WHAT YOU NEED TO DO. Reproduce all of the data exactly.

SUPPLIED ENTRIES.
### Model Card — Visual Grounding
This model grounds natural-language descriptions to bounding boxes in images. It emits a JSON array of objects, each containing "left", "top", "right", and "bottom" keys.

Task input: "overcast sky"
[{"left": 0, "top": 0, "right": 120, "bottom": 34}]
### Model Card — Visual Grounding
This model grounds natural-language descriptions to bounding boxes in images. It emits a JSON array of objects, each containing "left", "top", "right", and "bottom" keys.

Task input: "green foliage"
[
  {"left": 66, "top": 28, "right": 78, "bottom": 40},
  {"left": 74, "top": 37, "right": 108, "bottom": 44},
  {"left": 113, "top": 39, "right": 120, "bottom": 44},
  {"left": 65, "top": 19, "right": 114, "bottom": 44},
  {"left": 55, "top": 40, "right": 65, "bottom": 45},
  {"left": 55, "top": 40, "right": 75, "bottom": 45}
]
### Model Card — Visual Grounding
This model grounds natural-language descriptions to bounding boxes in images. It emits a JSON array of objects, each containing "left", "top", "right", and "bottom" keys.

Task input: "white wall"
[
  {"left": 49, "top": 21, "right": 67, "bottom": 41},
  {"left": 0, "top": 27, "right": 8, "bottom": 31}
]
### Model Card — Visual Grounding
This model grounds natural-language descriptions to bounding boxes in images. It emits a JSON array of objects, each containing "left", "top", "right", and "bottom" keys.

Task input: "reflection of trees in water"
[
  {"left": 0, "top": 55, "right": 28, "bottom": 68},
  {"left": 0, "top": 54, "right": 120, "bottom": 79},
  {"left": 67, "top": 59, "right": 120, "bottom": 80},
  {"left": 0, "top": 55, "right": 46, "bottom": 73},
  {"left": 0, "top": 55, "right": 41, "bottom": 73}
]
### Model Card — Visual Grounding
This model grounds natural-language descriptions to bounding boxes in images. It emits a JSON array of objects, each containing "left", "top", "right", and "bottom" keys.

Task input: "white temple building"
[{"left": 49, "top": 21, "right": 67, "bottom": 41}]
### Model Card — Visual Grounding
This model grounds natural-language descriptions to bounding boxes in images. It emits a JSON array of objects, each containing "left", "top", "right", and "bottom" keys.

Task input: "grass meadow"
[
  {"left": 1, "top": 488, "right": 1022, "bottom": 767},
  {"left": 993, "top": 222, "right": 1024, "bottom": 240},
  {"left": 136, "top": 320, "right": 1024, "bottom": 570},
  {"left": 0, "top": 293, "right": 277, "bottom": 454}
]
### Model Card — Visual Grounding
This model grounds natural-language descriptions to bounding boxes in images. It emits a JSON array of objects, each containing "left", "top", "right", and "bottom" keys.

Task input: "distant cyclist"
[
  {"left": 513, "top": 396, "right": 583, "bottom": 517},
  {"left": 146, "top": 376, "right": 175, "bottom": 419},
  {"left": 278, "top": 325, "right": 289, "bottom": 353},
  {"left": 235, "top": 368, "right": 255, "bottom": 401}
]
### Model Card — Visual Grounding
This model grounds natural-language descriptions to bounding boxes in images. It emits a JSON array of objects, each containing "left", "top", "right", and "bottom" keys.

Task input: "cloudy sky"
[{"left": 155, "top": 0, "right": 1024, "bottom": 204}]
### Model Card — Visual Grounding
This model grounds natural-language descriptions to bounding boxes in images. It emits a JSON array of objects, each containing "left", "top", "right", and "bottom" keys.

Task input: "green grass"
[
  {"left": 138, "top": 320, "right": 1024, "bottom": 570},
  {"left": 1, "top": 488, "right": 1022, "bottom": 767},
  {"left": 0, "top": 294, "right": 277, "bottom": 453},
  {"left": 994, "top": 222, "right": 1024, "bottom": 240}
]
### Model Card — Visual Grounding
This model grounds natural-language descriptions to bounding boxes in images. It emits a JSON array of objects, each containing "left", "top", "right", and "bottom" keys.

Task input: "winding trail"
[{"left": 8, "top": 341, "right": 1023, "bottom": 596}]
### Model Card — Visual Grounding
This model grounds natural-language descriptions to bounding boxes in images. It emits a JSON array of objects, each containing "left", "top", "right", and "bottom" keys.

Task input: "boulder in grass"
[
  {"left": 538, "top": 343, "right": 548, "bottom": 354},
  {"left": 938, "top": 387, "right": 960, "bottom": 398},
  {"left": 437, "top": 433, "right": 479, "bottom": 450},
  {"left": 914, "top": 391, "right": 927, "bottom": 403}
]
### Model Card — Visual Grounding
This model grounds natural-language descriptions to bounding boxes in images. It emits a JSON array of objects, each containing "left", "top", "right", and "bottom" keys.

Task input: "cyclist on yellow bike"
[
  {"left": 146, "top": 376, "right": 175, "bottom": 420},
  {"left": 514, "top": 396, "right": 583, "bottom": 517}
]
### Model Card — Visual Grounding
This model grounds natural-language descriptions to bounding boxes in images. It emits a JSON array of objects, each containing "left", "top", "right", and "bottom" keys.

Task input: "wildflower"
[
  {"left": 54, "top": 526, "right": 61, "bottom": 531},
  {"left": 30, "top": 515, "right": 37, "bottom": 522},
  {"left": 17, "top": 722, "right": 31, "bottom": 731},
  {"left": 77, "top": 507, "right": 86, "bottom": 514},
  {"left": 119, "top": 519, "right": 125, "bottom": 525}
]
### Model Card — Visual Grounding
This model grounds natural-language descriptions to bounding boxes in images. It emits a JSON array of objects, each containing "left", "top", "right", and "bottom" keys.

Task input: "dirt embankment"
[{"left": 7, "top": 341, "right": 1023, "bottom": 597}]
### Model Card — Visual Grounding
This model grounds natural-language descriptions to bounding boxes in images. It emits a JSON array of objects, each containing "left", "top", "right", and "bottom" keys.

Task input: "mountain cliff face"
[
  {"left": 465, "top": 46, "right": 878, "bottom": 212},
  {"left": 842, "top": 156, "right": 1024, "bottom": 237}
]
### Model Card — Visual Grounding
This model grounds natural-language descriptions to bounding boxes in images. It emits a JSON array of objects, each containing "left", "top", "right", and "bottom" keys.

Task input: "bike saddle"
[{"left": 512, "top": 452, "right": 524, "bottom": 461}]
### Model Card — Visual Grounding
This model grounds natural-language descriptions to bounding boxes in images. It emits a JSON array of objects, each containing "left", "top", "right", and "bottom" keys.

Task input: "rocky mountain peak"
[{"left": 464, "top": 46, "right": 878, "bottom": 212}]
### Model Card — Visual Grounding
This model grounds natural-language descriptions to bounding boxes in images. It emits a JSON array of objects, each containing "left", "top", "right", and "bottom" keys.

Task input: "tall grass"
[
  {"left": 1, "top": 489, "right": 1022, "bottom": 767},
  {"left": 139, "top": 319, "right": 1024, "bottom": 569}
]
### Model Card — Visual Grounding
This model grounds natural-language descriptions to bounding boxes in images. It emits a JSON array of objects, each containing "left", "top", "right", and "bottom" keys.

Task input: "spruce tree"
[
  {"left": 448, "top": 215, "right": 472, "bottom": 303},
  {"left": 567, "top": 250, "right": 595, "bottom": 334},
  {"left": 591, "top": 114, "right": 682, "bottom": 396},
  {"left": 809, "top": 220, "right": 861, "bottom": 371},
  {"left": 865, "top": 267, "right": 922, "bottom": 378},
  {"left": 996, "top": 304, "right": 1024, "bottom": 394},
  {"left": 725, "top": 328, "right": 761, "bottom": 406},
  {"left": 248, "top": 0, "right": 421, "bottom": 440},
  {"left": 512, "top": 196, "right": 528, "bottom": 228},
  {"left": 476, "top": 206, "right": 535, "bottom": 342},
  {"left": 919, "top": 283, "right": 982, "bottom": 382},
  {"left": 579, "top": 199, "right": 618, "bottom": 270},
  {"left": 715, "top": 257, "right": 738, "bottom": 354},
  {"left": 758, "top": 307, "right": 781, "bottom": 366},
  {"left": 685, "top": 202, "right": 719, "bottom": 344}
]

OUTPUT OF THE EXERCISE.
### Model Card — Visual Grounding
This model grounds natural-language descriptions to bounding boxes in images. It emits a JSON array of objects, each containing "left", "top", "right", and "bottom" keys.

Task input: "overcast sky"
[{"left": 0, "top": 0, "right": 120, "bottom": 34}]
### Model Card — Visual Grounding
This model grounds natural-language descriptions to bounding boxes in images. It emits a JSON array of objects, each containing "left", "top", "right", and "bottom" keys.

Task input: "green foliage"
[
  {"left": 66, "top": 28, "right": 78, "bottom": 40},
  {"left": 74, "top": 37, "right": 108, "bottom": 44},
  {"left": 113, "top": 39, "right": 120, "bottom": 44},
  {"left": 65, "top": 19, "right": 114, "bottom": 44},
  {"left": 55, "top": 40, "right": 65, "bottom": 45},
  {"left": 55, "top": 40, "right": 75, "bottom": 45}
]
### Model Card — Visual Grounding
This model grounds natural-language descriptions to bounding boxes in images. It emits a JSON array of objects, each containing "left", "top", "right", and "bottom" keys.

Task input: "white wall"
[
  {"left": 49, "top": 21, "right": 67, "bottom": 41},
  {"left": 0, "top": 27, "right": 8, "bottom": 31}
]
### Model Card — Visual Grounding
This model grounds natural-language descriptions to bounding boxes in images. It emits a JSON array of objects, each containing "left", "top", "right", and "bottom" keys.

Task input: "reflection of trees in water"
[
  {"left": 0, "top": 55, "right": 28, "bottom": 68},
  {"left": 0, "top": 54, "right": 120, "bottom": 79},
  {"left": 67, "top": 59, "right": 120, "bottom": 80},
  {"left": 0, "top": 55, "right": 46, "bottom": 73},
  {"left": 0, "top": 55, "right": 41, "bottom": 73}
]
### Model Card — Visual Grounding
This model grounds natural-language descriptions to bounding boxes in images. It emits a JSON array of objects, each containing "left", "top", "right", and "bottom" keys.

Task input: "white temple building"
[{"left": 49, "top": 21, "right": 67, "bottom": 41}]
### Model Card — Visual Grounding
This model grounds natural-language descriptions to bounding boxes in images. It emits a JSON array of objects, each containing "left", "top", "right", and "bottom" keys.

Task input: "grass meadow"
[
  {"left": 1, "top": 488, "right": 1022, "bottom": 767},
  {"left": 993, "top": 222, "right": 1024, "bottom": 240},
  {"left": 136, "top": 320, "right": 1024, "bottom": 570},
  {"left": 0, "top": 293, "right": 277, "bottom": 454}
]
### Model Card — Visual Grounding
This model grounds natural-language descriptions to bounding boxes in images. It emits a JSON array of objects, each containing "left", "top", "right", and "bottom" keys.

Task input: "distant cyclist"
[
  {"left": 513, "top": 396, "right": 583, "bottom": 517},
  {"left": 146, "top": 376, "right": 175, "bottom": 419},
  {"left": 278, "top": 325, "right": 289, "bottom": 353},
  {"left": 235, "top": 368, "right": 255, "bottom": 401}
]
### Model Card — Visual Grounding
This model grounds natural-language descriptions to bounding boxes in images. It emits a JSON array of objects, each containing "left", "top", "right", and "bottom" keys.

Task input: "cloudy sky"
[{"left": 155, "top": 0, "right": 1024, "bottom": 204}]
### Model Card — Visual Grounding
This model grounds natural-language descriptions to bounding boxes in images. It emits a JSON array of objects, each containing "left", "top", "right", and "bottom" keys.

Task input: "green grass"
[
  {"left": 138, "top": 320, "right": 1024, "bottom": 570},
  {"left": 1, "top": 488, "right": 1022, "bottom": 767},
  {"left": 0, "top": 294, "right": 277, "bottom": 453},
  {"left": 994, "top": 222, "right": 1024, "bottom": 240}
]
### Model Card — Visual Grounding
This model grounds natural-language descriptions to bounding boxes in images. It emits a JSON array of objects, each containing "left", "top", "right", and "bottom" keys.

Task input: "winding trail"
[{"left": 8, "top": 341, "right": 1023, "bottom": 596}]
### Model Card — Visual Grounding
This model grounds natural-language descriptions to bounding boxes in images. It emits a JSON array of objects, each containing "left", "top", "right", and "bottom" keys.

Task input: "boulder in grass"
[
  {"left": 538, "top": 343, "right": 548, "bottom": 354},
  {"left": 938, "top": 387, "right": 960, "bottom": 398},
  {"left": 437, "top": 433, "right": 479, "bottom": 450},
  {"left": 914, "top": 391, "right": 927, "bottom": 403}
]
### Model Card — Visual Grounding
This model grounds natural-language descriptions to bounding boxes in images. It emits a JSON array of objects, each containing "left", "top", "right", and "bottom" keys.

Task input: "cyclist on yellow bike"
[
  {"left": 146, "top": 376, "right": 175, "bottom": 420},
  {"left": 514, "top": 396, "right": 583, "bottom": 517}
]
### Model Card — Visual Grounding
This model grounds natural-language descriptions to bounding boxes in images. It emits a JSON array of objects, each containing "left", "top", "right", and "bottom" keys.

Task input: "wildflower"
[
  {"left": 54, "top": 526, "right": 61, "bottom": 531},
  {"left": 30, "top": 515, "right": 37, "bottom": 522},
  {"left": 17, "top": 722, "right": 31, "bottom": 731},
  {"left": 77, "top": 507, "right": 86, "bottom": 514},
  {"left": 119, "top": 519, "right": 125, "bottom": 525}
]
### Model Card — Visual Grounding
This model grounds natural-language descriptions to bounding boxes in images. It emits a JSON array of objects, each containing "left", "top", "right", and "bottom" keys.

Task input: "dirt embankment"
[{"left": 7, "top": 341, "right": 1023, "bottom": 597}]
### Model Card — Visual Grounding
This model grounds natural-language descriptions to bounding boxes in images. It emits a JSON array of objects, each containing "left", "top", "right", and "bottom" keys.

Task input: "mountain cliff face"
[
  {"left": 465, "top": 46, "right": 878, "bottom": 212},
  {"left": 842, "top": 156, "right": 1024, "bottom": 237}
]
### Model Card — Visual Grounding
This model grounds natural-language descriptions to bounding boxes in images. It emits a JSON array of objects, each containing "left", "top", "right", and "bottom" keys.

Task input: "bike saddle"
[{"left": 512, "top": 452, "right": 524, "bottom": 461}]
### Model Card — Visual Grounding
This model grounds natural-language descriptions to bounding boxes in images. It emits a JSON array of objects, each containing "left", "top", "right", and "bottom" keys.

Task input: "rocky mountain peak"
[{"left": 464, "top": 46, "right": 878, "bottom": 212}]
### Model Card — Visual Grounding
This model grounds natural-language descriptions to bounding boxes in images. It emits a JSON array of objects, each containing "left", "top", "right", and "bottom" keys.

Task input: "tall grass"
[
  {"left": 1, "top": 489, "right": 1022, "bottom": 767},
  {"left": 139, "top": 319, "right": 1024, "bottom": 569}
]
### Model Card — Visual Grounding
This model grounds natural-language descriptions to bounding boxes in images. It emits a JSON array of objects, each containing "left", "top", "right", and "bottom" keys.

Task input: "spruce tree"
[
  {"left": 448, "top": 215, "right": 472, "bottom": 303},
  {"left": 567, "top": 250, "right": 595, "bottom": 334},
  {"left": 591, "top": 114, "right": 682, "bottom": 396},
  {"left": 809, "top": 220, "right": 861, "bottom": 371},
  {"left": 865, "top": 267, "right": 922, "bottom": 378},
  {"left": 996, "top": 304, "right": 1024, "bottom": 394},
  {"left": 725, "top": 328, "right": 761, "bottom": 406},
  {"left": 248, "top": 0, "right": 421, "bottom": 440},
  {"left": 512, "top": 196, "right": 528, "bottom": 228},
  {"left": 476, "top": 206, "right": 535, "bottom": 342},
  {"left": 919, "top": 283, "right": 982, "bottom": 382},
  {"left": 579, "top": 199, "right": 618, "bottom": 270},
  {"left": 715, "top": 257, "right": 738, "bottom": 354},
  {"left": 758, "top": 307, "right": 781, "bottom": 366},
  {"left": 685, "top": 202, "right": 719, "bottom": 344}
]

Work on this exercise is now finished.